Eventually, while the original continues, it was polished and modernized in the form of The Ultimates. And, oddly, it rocked. As written by Mark Millar and drawn by Bryan Hitch, it simply rocks.

An annual, in comics-speak, is a one shot story, usually DOUBLE SIZE and NEVER BEFORE TOLD not to mention GUEST STARRING SPIDERMAN that, at one time, graced just about every title out there on an, you guessed it, annual basis. At some point while I was reading other things, annuals fell out of vogue. However, in the last couple years Marvel has begun to ease them back into style. And, through an series of scheduling and technical mishaps, I ending up landing the plum gig of writing the second Ultimates Annual.

Plum if you consider being the first writer to follow the guy who definitively marked the territory long before you ever thought of going there as being plum. One might also say I’m the only sucker who was rube enough to take the job.

So I wrote a story.

- DATA PROVIDED -
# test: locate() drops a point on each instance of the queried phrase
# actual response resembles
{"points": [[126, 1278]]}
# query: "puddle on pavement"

- REQUIREMENT 1 -
Print the part of the passage about the Ultimates Annual that opens with the words containing "An annual, in" and closes with "second Ultimates Annual.".
- REQUIREMENT 2 -
Carry on the passage about writing the Ultimates Annual, starting after its final sentence.

- WRITTEN ANSWER 1 -
An annual, in comics-speak, is a one shot story, usually DOUBLE SIZE and NEVER BEFORE TOLD not to mention GUEST STARRING SPIDERMAN that, at one time, graced just about every title out there on an, you guessed it, annual basis. At some point while I was reading other things, annuals fell out of vogue. However, in the last couple years Marvel has begun to ease them back into style. And, through an series of scheduling and technical mishaps, I ending up landing the plum gig of writing the second Ultimates Annual.

- WRITTEN ANSWER 2 -
This here, this is a SPOILER ALERT! If you have not read The Ultimates Annual #2 and plan on doing so, the information below will ruin several plot points etc. If you care about that shit, you may want to skip down and look at a previous entry or go peruse the archives or, you know, fuck your significant other maybe. That gets my vote every time.

Further warning: I will now talk about the Annual as if you had read it. If you haven’t, and don’t plan to do so, and don’t give a shit about the SPOILER ALERT!, you are going to be bored to shit and may want to, I don’t know, go fuck your significant other. Again, that’s a lot of fun.

So, my Ultimates story was about how Captain American and a guy named The Falcon go fight a reincarnated Nazi scientist who is poisoning people of color and harvesting their dead white skin to create mutant Nazi golems. The story takes place in present day with art by Mike Deodato and flashbacks to WWII with art by Ryan Sook.

The opening: Those radio balloons. I hate talk radio. I hate political pundits and right vs left fake argument shows. I fucking loath that shit. Does it show? I wanted both these guys to sound like idiots. I hear this stuff non-stop these days and now it’s in my work. Fuck me.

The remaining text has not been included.